### Given problem A
In the listing, duplicate everything from the line containing "Report the position of each instance of the paved road" down to the line containing "[[433, 214]]", with both of those lines included.

### Text to read

The tabs feel odd to me. you might consider having a "products" or "chairs" tab with sub tabs for elegant, simple side chairs. i think the pricing and sizes should be on the pages with the product photos. The finish tab should have a differnet title, people who don't do woodworking don't know what half of what you say means. you might be better off saying a durable final coat is applied to let the natural colors of the wood show through, and leave it at that. I think that people paying those prices for a rocking chair expect lots of sanding they don't care about the numbers.


----------



## Mwalth (Nov 3, 2011)

First of all I would like to say you did a good job getting a start on your website. Many people don't realize that even if people don't directly purchase from your site many people go there to see your products and get information. Two major things you will want to consider when doing a website is branding and ease of use. Please don't feel like my comments are made in any way but to help. If you have further questions or would like some help, let me know.

You can accomplish branding by making the top menu bar not only the same, but also having your company name in it. To make it easy to use you may want the company name to take the user back to the home page. Then have buttons for products, gallery, shows, how to order, about me, contact. Adding facebook, twitter, or other buttons does help in this day in age.

I agree with the other posts that the photos need some work. One thing you have to remember is people are judging your work by what they see, not just the item. By showcasing the item alone you can show its best qualities. I would also suggest taking shots of each product from a few different angles and posting them so people can see more than one view. On pieces like the music stand I would try to make the four photos the same size so they align nicely together. Also on the same lines, people will judge you and your work by the writing that is on your site. I saw in a few places missing punctuation, etc. I would consider using a different color/font combination although I have seen many black/white sites that look stunning. Putting your site in a frame looks good too, where you have a different color like a grey making it look like your site is on a piece of paper, that helps differentiate the background from the site itself.

### Given problem B
Pick up the forum thread critiquing the chair-maker's website after its final sentence and continue writing it.

### Provided data
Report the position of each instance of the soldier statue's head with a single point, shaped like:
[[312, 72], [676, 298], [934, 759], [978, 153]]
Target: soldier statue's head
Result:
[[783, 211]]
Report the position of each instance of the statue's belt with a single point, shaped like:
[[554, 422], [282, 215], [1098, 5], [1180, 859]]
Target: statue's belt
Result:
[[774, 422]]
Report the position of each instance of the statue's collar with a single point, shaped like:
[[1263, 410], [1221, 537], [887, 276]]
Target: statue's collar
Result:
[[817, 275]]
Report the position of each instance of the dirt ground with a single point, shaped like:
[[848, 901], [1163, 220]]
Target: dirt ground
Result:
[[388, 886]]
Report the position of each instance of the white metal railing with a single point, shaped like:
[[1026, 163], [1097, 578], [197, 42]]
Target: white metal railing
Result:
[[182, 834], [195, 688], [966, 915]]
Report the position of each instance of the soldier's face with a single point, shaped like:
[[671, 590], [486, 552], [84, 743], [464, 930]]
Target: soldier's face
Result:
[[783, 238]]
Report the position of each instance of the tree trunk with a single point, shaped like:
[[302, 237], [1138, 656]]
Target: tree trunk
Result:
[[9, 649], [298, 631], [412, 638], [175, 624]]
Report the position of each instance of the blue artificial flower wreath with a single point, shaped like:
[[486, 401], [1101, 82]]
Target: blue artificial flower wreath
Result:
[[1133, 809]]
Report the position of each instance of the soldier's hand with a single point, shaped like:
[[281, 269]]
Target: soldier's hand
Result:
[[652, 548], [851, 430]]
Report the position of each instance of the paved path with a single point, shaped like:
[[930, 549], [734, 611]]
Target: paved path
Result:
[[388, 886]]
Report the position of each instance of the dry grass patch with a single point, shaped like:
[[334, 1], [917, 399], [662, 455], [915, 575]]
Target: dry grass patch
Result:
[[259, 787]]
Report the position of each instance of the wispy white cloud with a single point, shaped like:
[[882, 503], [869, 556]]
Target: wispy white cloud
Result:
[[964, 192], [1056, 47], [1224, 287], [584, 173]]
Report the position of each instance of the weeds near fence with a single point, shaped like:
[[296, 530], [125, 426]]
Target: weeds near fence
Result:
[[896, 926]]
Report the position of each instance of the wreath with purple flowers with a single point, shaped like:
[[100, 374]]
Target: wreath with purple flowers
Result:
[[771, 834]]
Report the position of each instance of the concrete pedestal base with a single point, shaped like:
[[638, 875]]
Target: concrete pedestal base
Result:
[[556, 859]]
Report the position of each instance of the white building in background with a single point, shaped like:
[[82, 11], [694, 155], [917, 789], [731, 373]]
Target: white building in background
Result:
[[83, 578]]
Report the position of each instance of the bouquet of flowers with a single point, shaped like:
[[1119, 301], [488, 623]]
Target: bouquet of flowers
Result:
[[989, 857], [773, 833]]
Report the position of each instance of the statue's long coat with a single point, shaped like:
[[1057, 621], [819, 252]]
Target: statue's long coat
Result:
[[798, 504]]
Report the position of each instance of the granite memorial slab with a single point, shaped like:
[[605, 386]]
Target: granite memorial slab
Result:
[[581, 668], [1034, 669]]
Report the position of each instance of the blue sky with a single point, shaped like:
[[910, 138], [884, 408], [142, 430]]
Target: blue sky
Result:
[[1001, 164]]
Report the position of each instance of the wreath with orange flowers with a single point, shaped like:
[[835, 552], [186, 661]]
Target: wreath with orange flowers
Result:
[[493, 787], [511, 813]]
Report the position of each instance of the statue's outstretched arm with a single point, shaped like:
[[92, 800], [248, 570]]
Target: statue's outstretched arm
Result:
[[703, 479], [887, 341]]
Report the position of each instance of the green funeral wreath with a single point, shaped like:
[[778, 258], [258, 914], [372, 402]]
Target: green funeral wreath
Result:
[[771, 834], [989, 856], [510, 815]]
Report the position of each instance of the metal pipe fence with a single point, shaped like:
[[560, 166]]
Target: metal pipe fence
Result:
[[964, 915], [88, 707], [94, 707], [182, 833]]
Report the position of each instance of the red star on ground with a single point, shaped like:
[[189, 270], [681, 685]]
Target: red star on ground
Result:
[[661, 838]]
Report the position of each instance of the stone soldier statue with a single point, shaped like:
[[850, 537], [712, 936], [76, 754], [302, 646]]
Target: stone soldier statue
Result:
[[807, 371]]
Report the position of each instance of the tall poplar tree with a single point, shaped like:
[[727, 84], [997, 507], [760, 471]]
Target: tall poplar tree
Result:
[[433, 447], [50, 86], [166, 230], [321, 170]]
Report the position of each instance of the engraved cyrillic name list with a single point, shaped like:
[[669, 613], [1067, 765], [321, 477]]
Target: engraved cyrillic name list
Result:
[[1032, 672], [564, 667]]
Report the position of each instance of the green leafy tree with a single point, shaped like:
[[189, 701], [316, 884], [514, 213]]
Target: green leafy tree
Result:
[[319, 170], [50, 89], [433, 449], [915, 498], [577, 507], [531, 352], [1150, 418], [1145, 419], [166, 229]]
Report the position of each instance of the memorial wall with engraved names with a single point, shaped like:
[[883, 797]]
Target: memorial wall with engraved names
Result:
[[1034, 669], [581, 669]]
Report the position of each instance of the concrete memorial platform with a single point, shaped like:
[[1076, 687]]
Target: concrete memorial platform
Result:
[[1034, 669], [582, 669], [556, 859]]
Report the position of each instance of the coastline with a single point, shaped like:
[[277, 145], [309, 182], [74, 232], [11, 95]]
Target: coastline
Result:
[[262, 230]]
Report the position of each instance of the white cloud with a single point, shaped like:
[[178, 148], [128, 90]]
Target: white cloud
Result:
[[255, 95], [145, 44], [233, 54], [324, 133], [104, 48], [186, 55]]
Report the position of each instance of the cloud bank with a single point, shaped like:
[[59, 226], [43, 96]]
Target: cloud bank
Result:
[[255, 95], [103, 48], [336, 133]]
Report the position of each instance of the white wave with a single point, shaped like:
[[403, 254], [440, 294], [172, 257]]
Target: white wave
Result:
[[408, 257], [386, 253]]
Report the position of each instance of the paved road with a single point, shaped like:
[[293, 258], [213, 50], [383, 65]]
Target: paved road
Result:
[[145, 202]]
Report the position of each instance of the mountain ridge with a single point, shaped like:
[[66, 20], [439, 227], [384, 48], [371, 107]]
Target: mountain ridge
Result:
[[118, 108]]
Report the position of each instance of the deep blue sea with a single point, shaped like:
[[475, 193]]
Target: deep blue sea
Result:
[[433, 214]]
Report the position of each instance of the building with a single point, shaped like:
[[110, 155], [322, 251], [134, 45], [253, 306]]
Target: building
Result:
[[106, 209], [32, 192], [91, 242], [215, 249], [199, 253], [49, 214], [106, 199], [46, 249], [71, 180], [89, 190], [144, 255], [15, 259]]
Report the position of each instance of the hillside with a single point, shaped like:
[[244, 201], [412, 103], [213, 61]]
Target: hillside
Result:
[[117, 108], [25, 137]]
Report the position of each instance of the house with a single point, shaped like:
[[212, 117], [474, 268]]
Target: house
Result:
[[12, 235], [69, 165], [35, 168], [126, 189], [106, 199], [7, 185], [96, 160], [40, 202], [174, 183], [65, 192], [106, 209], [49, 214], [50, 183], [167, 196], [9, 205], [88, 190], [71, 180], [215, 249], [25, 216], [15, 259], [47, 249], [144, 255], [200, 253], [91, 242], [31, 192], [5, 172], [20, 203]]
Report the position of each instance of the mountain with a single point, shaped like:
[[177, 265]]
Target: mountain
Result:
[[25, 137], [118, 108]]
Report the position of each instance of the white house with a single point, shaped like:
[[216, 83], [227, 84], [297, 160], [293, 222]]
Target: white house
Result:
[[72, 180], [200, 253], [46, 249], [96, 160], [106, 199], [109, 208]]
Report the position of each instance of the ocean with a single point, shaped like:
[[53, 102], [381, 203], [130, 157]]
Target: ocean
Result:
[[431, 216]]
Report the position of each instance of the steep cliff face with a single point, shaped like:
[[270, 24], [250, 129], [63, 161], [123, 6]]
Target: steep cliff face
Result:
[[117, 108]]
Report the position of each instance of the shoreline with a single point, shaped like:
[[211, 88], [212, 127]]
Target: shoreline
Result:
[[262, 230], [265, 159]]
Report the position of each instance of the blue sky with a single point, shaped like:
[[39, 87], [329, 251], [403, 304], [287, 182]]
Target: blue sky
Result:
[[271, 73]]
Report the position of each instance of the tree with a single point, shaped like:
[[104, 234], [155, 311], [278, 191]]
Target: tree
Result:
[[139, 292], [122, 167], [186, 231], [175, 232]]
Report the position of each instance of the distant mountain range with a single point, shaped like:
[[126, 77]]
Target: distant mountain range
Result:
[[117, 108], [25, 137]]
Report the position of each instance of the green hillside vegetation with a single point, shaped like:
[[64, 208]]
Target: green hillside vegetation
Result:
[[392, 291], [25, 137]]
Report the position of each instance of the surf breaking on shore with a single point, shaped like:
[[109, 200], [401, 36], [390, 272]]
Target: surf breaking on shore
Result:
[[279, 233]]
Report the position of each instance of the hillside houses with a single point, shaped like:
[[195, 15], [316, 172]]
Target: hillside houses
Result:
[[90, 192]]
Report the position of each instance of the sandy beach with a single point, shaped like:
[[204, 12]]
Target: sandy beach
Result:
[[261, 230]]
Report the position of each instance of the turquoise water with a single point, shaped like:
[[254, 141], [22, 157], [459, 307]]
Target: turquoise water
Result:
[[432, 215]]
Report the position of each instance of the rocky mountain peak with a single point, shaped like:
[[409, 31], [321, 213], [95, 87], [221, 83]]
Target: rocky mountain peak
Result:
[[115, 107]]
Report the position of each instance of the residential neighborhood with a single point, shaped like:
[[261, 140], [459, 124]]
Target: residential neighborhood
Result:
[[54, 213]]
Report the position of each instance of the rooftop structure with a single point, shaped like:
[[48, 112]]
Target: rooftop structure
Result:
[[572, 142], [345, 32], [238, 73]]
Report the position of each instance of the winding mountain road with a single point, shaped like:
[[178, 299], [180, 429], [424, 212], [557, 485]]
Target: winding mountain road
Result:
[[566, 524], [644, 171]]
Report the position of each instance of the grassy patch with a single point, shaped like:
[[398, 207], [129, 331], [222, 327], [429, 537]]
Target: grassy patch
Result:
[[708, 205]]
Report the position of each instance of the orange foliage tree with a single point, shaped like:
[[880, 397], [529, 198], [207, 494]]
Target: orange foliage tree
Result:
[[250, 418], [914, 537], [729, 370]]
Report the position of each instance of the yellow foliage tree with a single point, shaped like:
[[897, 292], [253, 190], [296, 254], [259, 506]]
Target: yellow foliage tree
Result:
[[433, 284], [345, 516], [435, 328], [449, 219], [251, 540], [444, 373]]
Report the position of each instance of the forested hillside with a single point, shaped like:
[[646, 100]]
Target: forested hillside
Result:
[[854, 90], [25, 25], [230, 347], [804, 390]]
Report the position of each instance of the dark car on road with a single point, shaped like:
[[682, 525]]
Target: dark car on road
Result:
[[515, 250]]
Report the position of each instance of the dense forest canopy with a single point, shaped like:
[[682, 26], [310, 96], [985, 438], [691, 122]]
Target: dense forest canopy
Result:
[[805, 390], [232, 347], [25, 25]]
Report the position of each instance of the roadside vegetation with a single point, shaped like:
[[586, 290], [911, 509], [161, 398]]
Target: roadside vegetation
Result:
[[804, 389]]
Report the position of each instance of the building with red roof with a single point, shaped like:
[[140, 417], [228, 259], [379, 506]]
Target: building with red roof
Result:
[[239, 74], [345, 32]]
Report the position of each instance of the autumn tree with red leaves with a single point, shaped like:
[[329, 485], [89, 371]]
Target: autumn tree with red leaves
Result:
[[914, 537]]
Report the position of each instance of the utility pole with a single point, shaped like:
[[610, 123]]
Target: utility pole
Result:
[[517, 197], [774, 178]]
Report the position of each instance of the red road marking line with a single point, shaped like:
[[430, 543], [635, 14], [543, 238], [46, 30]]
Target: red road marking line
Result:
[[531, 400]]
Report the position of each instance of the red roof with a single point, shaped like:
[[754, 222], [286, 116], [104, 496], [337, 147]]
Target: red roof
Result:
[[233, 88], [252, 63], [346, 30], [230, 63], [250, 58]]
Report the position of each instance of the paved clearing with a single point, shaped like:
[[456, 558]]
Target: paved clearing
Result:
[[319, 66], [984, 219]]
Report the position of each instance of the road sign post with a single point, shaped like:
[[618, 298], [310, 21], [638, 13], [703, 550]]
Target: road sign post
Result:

### Result A
Report the position of each instance of the paved road with a single point, shaped like:
[[293, 258], [213, 50], [383, 65]]
Target: paved road
Result:
[[145, 202]]
Report the position of each instance of the mountain ridge with a single point, shaped like:
[[66, 20], [439, 227], [384, 48], [371, 107]]
Target: mountain ridge
Result:
[[118, 108]]
Report the position of each instance of the deep blue sea with a single point, shaped like:
[[475, 193]]
Target: deep blue sea
Result:
[[433, 214]]

### Result B
As many people have said having an actual contact form instead of linking to their email is a must. Not only do many people find it annoying, some people only have web based email and wouldn't be able to contact you. With products of this price a contact address or at least a phone number would put people at ease. Your phone number shows up under terms, but its easy to find in other places on the site.

I would put sub-menus of the different types of products under the products tab. For example elegant rocking chairs, simple rocking chairs, children's chairs, side chairs, music stand, cutting boards. Each of these product pages should have a price or at least a range of prices for the product. There should be a link saying contact me to order or with questions, or something similar to get people to contact you. The gallery should just be a photo gallery of completed projects, maybe even in a slideshow format. You could add captions to give details of the work. Shows should not be empty. On your home page you list you have a show confirmed, but it doesn't show up on your shows page. How to order would be where you put your terms, etc. About me would have some information about yourself, maybe testimonials, finishing techniques, how you utilize sapwood etc.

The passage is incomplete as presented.